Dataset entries
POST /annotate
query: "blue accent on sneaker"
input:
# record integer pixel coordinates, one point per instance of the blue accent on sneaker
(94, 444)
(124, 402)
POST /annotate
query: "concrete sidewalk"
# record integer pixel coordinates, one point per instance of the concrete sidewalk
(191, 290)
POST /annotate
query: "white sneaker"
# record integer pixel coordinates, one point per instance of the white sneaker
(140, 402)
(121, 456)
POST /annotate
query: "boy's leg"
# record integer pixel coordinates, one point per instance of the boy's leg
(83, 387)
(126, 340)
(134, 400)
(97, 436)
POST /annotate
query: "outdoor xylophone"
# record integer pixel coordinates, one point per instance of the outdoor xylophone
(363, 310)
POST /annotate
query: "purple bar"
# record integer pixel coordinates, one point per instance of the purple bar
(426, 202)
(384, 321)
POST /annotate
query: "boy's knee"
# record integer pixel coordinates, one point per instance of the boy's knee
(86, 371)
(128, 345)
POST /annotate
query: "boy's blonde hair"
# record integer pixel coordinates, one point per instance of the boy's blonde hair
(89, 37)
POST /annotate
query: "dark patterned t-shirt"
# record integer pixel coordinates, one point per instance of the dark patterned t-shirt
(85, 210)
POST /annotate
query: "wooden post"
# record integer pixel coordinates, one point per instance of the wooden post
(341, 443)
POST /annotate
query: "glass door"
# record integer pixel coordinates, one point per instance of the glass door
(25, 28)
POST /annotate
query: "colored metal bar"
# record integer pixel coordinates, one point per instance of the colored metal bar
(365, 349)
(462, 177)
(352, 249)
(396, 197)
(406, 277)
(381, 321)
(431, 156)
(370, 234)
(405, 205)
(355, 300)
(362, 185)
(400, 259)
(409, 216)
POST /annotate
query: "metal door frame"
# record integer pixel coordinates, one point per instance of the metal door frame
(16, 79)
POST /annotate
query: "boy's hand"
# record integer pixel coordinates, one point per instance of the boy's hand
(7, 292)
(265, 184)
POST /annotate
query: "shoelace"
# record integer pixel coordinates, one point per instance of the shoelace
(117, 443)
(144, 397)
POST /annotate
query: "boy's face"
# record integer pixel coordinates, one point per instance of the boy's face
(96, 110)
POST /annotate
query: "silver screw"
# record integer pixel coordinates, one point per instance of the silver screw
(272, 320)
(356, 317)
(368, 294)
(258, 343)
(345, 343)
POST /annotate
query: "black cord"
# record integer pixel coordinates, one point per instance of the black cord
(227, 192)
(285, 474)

** What is being asked **
The records shown earlier should all be returned verbatim.

** Exercise output **
POST /annotate
query: "blue accent on sneaker"
input:
# record integer pixel coordinates, one point per instance of the blue accent on sneaker
(94, 444)
(124, 402)
POST /annotate
query: "concrete sidewalk"
# record integer pixel coordinates, one point per instance of the concrete sidewalk
(191, 290)
POST /annotate
query: "white sneaker"
# record integer pixel coordinates, one point per instance of the white sneaker
(140, 402)
(121, 456)
POST /annotate
query: "boy's leg"
# record integer pixel coordinates, one point per instance of the boy's leg
(83, 387)
(126, 340)
(134, 400)
(97, 436)
POST /annotate
query: "outdoor xylophone"
# record integer pixel coordinates, one point per instance of the outdoor xylophone
(363, 310)
POST /annotate
query: "purple bar"
# record integer pixel coordinates, one point per instance of the purple bar
(426, 202)
(384, 321)
POST /annotate
query: "boy's knee"
# record integer pixel coordinates, one point per instance of the boy's knee
(86, 371)
(128, 345)
POST /annotate
query: "boy's blonde hair"
# record integer pixel coordinates, one point per instance of the boy's blonde hair
(89, 37)
POST /annotate
query: "dark patterned t-shirt"
# record integer pixel coordinates, one point per instance of the dark patterned t-shirt
(85, 210)
POST /annotate
query: "wooden post"
# record integer pixel coordinates, one point per instance of the wooden post
(341, 443)
POST /annotate
query: "glass door"
# record integer pixel coordinates, one point per instance of the glass door
(25, 28)
POST /annotate
query: "colored metal bar"
# record integer pixel coordinates, one point per instance of the colored metal bar
(365, 349)
(462, 177)
(352, 249)
(396, 197)
(406, 277)
(381, 321)
(431, 156)
(370, 234)
(405, 205)
(355, 300)
(362, 185)
(400, 259)
(409, 216)
POST /annotate
query: "metal door frame"
# record integer pixel coordinates, one point per instance of the metal door frame
(16, 79)
POST /annotate
query: "boy's hand"
# record integer pixel coordinates, one point per instance of the boy's hand
(7, 292)
(265, 184)
POST /annotate
query: "shoelace"
# record integer pixel coordinates, one point per instance of the shoelace
(117, 443)
(144, 397)
POST /annotate
query: "boy's face"
# record integer pixel coordinates, one point per instance of the boy's face
(96, 110)
POST /annotate
query: "silver screw"
# record integer pixel coordinates, one point per instance of the silver screw
(272, 320)
(356, 317)
(368, 294)
(258, 343)
(345, 343)
POST /annotate
query: "black cord"
# record integer pixel coordinates, one point per instance of the black cord
(227, 192)
(285, 474)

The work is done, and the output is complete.